▶ Provided material:

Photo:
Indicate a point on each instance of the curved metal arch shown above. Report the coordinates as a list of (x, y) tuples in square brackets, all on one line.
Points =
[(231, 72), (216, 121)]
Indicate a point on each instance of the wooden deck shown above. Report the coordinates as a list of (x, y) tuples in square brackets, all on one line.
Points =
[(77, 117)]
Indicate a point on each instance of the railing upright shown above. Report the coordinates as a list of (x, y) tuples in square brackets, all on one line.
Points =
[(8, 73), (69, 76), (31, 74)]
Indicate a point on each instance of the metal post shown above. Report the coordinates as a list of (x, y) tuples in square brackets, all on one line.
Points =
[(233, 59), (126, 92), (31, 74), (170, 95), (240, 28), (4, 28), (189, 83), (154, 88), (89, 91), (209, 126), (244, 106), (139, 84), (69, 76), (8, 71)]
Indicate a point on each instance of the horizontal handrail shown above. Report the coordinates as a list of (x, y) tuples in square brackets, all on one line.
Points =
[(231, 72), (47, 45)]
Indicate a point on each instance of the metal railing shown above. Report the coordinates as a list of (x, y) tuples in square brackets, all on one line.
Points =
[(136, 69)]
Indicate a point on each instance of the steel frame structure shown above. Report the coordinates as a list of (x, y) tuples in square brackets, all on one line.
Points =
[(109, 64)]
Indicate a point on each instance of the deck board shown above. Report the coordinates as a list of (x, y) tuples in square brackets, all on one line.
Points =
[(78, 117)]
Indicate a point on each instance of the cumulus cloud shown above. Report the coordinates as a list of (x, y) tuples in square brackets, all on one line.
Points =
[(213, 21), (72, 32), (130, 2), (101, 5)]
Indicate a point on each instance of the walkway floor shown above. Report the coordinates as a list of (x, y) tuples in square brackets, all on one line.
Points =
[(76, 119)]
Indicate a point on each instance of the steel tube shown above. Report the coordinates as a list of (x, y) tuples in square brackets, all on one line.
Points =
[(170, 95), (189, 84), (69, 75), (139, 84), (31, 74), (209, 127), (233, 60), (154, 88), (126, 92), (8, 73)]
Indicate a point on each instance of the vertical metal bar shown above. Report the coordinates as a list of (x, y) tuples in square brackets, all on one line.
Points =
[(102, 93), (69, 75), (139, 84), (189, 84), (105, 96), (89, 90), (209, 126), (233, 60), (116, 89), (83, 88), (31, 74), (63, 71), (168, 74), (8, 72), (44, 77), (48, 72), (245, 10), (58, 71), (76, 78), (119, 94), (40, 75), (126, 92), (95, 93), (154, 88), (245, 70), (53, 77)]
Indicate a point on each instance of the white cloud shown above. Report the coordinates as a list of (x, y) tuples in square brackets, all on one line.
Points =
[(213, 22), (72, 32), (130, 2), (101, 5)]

▶ Task brief:
Rewrite the lines of the items above, beginning at the line that has "Indicate a point on each instance of the deck" and stopping after the line that has "[(213, 21), (72, 32), (130, 2), (101, 5)]". Swap "cumulus" for "cirrus" and keep everything else the same.

▶ Correct output:
Indicate a point on each instance of the deck board shown above. Report the coordinates as a list of (x, y) tuples in square brackets, all on one line.
Points =
[(78, 117)]
Indicate a point on each instance of the cirrus cloud shown above. Report the coordinates as a list of (x, y) tuples in square brackets, all on one line.
Points =
[(213, 21), (72, 32), (130, 2), (101, 5)]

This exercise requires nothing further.